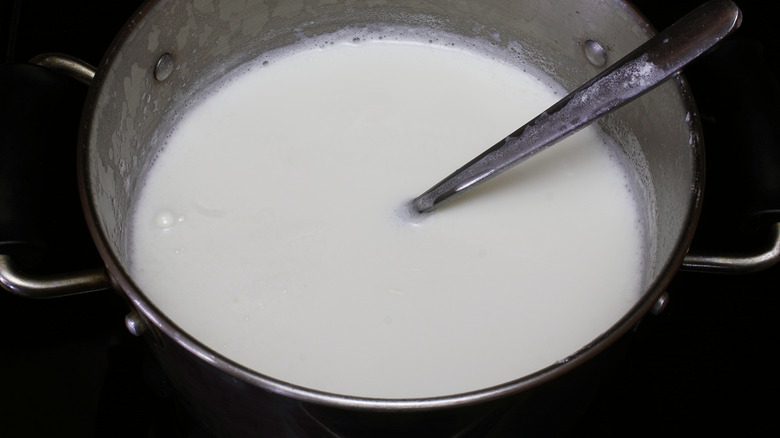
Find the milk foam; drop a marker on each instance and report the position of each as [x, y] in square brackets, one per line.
[269, 227]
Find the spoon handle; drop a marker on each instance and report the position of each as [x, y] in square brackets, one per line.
[628, 78]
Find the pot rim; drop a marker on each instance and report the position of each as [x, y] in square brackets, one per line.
[158, 322]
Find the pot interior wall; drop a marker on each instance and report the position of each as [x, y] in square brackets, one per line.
[130, 111]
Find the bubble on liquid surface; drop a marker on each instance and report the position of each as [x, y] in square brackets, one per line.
[165, 219]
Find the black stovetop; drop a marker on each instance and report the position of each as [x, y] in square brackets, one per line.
[70, 368]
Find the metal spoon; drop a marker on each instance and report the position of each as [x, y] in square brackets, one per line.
[633, 75]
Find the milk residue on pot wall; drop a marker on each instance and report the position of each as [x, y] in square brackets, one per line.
[266, 228]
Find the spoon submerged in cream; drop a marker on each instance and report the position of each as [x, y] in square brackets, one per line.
[633, 75]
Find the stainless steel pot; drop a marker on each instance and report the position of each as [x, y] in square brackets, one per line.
[171, 49]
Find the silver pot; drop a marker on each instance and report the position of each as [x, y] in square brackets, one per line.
[172, 49]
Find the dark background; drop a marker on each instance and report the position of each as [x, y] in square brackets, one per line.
[69, 368]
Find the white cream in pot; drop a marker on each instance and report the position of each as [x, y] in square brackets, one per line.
[268, 227]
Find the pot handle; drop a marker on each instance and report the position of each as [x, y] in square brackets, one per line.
[19, 186]
[742, 96]
[735, 264]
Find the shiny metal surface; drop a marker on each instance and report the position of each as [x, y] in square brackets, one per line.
[736, 264]
[51, 286]
[129, 113]
[633, 75]
[67, 65]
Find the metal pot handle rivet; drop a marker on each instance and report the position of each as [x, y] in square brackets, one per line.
[135, 324]
[595, 53]
[660, 304]
[164, 67]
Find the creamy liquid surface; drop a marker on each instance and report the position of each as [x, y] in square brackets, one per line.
[268, 228]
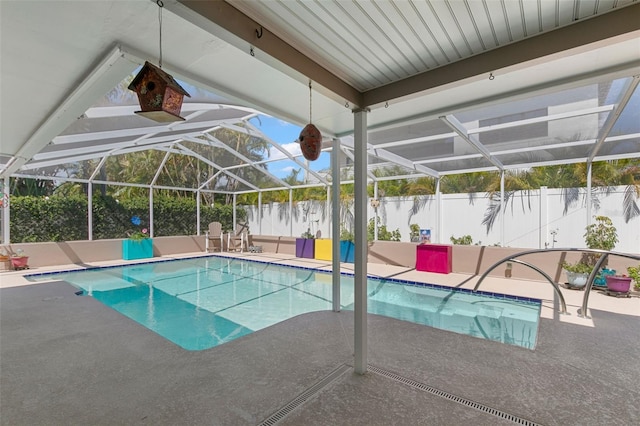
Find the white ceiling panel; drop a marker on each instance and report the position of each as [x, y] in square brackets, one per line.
[409, 62]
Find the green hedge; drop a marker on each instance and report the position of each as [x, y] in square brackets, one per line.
[42, 219]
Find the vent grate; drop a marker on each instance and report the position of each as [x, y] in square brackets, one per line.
[304, 396]
[451, 397]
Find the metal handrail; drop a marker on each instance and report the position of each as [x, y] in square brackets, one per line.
[582, 312]
[563, 305]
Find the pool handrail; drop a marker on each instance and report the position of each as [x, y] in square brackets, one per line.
[582, 312]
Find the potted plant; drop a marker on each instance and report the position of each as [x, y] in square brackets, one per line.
[414, 233]
[347, 248]
[305, 245]
[19, 260]
[618, 283]
[577, 273]
[601, 235]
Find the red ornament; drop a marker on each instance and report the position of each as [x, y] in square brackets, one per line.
[310, 142]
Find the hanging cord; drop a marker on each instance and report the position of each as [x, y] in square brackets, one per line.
[310, 104]
[160, 5]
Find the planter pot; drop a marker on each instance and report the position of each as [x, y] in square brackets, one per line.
[347, 251]
[305, 248]
[324, 250]
[619, 284]
[600, 279]
[20, 262]
[137, 249]
[577, 279]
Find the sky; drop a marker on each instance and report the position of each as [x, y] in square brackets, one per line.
[286, 134]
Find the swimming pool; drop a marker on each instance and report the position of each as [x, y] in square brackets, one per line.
[200, 303]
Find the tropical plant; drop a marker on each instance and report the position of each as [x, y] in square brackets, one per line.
[383, 233]
[600, 235]
[578, 267]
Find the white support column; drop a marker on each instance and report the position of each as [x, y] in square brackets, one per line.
[198, 203]
[329, 222]
[543, 239]
[259, 213]
[6, 211]
[235, 217]
[360, 261]
[150, 212]
[589, 169]
[502, 204]
[438, 231]
[90, 210]
[375, 211]
[335, 220]
[291, 212]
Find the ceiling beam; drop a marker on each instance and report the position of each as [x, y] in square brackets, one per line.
[621, 22]
[224, 21]
[111, 69]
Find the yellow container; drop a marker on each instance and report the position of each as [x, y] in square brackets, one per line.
[323, 249]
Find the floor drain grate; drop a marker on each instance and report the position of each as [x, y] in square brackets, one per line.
[304, 396]
[451, 397]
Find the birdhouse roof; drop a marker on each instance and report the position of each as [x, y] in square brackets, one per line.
[167, 78]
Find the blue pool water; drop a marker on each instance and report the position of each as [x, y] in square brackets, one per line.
[203, 302]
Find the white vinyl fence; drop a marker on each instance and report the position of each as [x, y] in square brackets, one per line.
[532, 219]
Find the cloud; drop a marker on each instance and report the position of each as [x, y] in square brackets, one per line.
[293, 148]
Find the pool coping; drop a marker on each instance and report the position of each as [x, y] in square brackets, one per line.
[496, 295]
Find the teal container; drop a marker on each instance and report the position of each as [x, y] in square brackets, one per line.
[601, 280]
[347, 252]
[137, 249]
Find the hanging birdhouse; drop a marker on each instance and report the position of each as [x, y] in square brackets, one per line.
[159, 95]
[310, 142]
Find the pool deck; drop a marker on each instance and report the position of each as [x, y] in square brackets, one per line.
[70, 360]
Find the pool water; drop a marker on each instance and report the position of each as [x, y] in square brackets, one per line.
[203, 302]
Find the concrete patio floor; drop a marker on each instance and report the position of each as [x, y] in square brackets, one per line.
[67, 360]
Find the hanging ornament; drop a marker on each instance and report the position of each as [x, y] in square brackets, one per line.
[159, 95]
[310, 138]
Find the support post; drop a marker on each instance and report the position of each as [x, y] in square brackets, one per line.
[90, 210]
[198, 203]
[544, 218]
[438, 238]
[291, 212]
[235, 217]
[260, 213]
[375, 211]
[150, 212]
[335, 220]
[502, 204]
[589, 168]
[360, 261]
[6, 211]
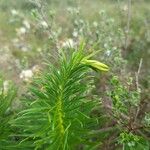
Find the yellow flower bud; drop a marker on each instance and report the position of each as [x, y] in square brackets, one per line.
[95, 64]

────

◆ **Stated goal**
Write every record out again exactly; no pictures belong in the copy.

◆ **Result of this exercise**
Find the milk foam; drop a marker on each instance and report the position of each as [x, y] in square brackets, one per line.
[269, 227]
Find the spoon handle; drop a marker on each instance and report the position of each as [x, y] in square brackets, one per line.
[628, 78]
Find the pot rim; drop a marker on each instance and report the position of each as [x, y] in square brackets, one per line.
[158, 322]
Find the pot interior wall; drop a marker on each instance and report the position of each as [x, y] in square brackets, one per line.
[130, 111]
Find the bubble on liquid surface; drop a marker on each instance and report the position of each as [x, y] in square brackets, one per line.
[165, 219]
Find the black stovetop; drop a marker on each instance and report the position of each as [x, y] in square brackets, one per line.
[70, 368]
Find the metal spoon; drop a marker on each instance and report the position of each as [x, y] in square brackets, one per line.
[633, 75]
Find the milk residue on pot wall; drop a marker on each instance and report the position of each as [x, y] in square brackets, one per line.
[266, 228]
Find the spoon submerged in cream; drop a marker on each instance and report the position of each as [x, y] in square brackets, one per line.
[633, 75]
Find the stainless steel pot; drop a marker on each instance and report the position of each as [x, y] in square brackets, one per line.
[171, 49]
Find the silver pot; drop a marker on each instance and report the position of each as [x, y] in square brackets, one per line.
[172, 49]
Find the dark background; drop a marker on each instance and report the position of each as [x, y] in square brackets, one per line.
[69, 368]
Find the white cream in pot; drop a marker on each instance and report the position of each as [x, y] in square brackets, one per line.
[268, 227]
Find the pot handle; drop a marker on each instance and report the position of each as [x, y] in square brackets, one per line.
[19, 186]
[742, 96]
[735, 264]
Find the shiny metal surface; drop a marker on each instance and report the position of each as [x, y] in square brackets, one per line.
[736, 264]
[51, 286]
[129, 113]
[633, 75]
[67, 65]
Find the metal pot handle rivet; drop a marker on each instance and report the position of each as [x, y] in square brackets, one per line.
[135, 324]
[595, 53]
[660, 304]
[164, 67]
Find the creamy liquid surface; drop a marker on each instance and report the position of each as [x, y] in square brackets, one per line.
[268, 228]
Find the white ceiling panel; drop a marker on each instance and report the position of each as [x, y] in square brackets, one per line.
[409, 62]
Find the green hedge; drop a marker on each instance and report the position of each as [x, y] in square brackets, one per line.
[42, 219]
Find the vent grate; drop a marker on each instance and report the position of each as [x, y] in square brackets, one per line.
[304, 396]
[451, 397]
Find the metal handrail; drop a marker on each instance and report the position of each as [x, y] in square brackets, one per line.
[582, 312]
[563, 305]
Find the pool handrail; drop a marker on each instance and report the position of each as [x, y] in square brackets, one per line.
[582, 312]
Find the potted plant; drop a marker on each instance and report the position of each as [x, y] in square brackets, one per line.
[414, 233]
[347, 248]
[305, 245]
[19, 260]
[618, 283]
[577, 273]
[601, 235]
Find the red ornament; drop a marker on each instance and report the position of each as [x, y] in square brackets, one per line.
[310, 142]
Find the hanging cord; drop a marker on each instance and report the position of each as [x, y] in square brackets, one per line.
[310, 104]
[160, 5]
Find the planter pot; drop a marker on each instance and report the position of each as [x, y] in square brackets, one per line.
[347, 251]
[305, 248]
[324, 250]
[619, 284]
[600, 279]
[20, 262]
[137, 249]
[577, 279]
Find the sky; drop a marker on each instance and report the position of each as [x, y] in square brackets, one per line.
[286, 134]
Find the swimming pool; drop a marker on each instance and report the position of each as [x, y] in square brackets, one per line.
[200, 303]
Find the tropical plant; drop a marker on each instance and report the position of each as [x, y] in square brackets, one per line.
[383, 233]
[600, 235]
[578, 267]
Find the white support column; drop a marker on each instance and report the position of each as [x, y] in square brackets, one per line.
[198, 203]
[329, 222]
[543, 239]
[259, 213]
[6, 211]
[235, 217]
[360, 261]
[150, 212]
[589, 169]
[502, 204]
[438, 231]
[90, 210]
[375, 211]
[335, 220]
[291, 212]
Find the ceiling beam; drop a marker on each instance and report the position of each as [x, y] in square brackets, one per line.
[621, 22]
[224, 21]
[111, 69]
Find the yellow container; drop a marker on each instance and report the position of each as [x, y] in square brackets, one per line.
[323, 249]
Find the floor drain grate; drop a marker on each instance and report the position of each as [x, y] in square brackets, one per line.
[304, 396]
[451, 397]
Find the birdhouse roof; drop a marker on each instance and report the position of each as [x, y] in square brackets, one per line.
[167, 78]
Find the blue pool water; drop a marker on each instance and report the position of each as [x, y] in square brackets, one per line.
[203, 302]
Find the white vinyl fence; drop a marker on each instance and report the position of each as [x, y] in square brackets, one per line.
[532, 219]
Find the cloud; drop a marker on each instance and report the position of each as [x, y] in square brackets, one per line.
[293, 148]
Find the pool coping; drop a marker on each instance and report the position of each as [x, y] in square brackets, one per line.
[496, 295]
Find the teal container; drop a marker on each instance and report the position of each as [x, y] in square brackets, one per line.
[601, 280]
[347, 252]
[137, 249]
Find the hanging birdhouse; drop a marker on each instance and report the position of each as [x, y] in square brackets, one per line.
[159, 95]
[310, 142]
Find the pool deck; drop a marker on each instance and report the position of each as [x, y] in square brackets, one per line.
[70, 360]
Find the pool water; drop a marker on each instance and report the position of each as [x, y] in square brackets, one per line.
[203, 302]
Find the concrete patio floor; drop a marker on each instance and report the position of each as [x, y] in square brackets, one per line.
[67, 360]
Find the hanging ornament; drop a marker on each instance and report the position of each as [x, y] in square brackets, one per line.
[159, 95]
[310, 138]
Find the support post; drop a marker on each instance and report the position of each as [x, y] in square brackets, one per line.
[90, 210]
[198, 203]
[544, 218]
[438, 238]
[291, 212]
[235, 217]
[260, 213]
[375, 211]
[150, 212]
[335, 220]
[502, 204]
[589, 168]
[360, 261]
[6, 211]
Find the yellow flower bud; drop a marker on each instance and report the position of each as [x, y] in square brackets, one per line.
[95, 64]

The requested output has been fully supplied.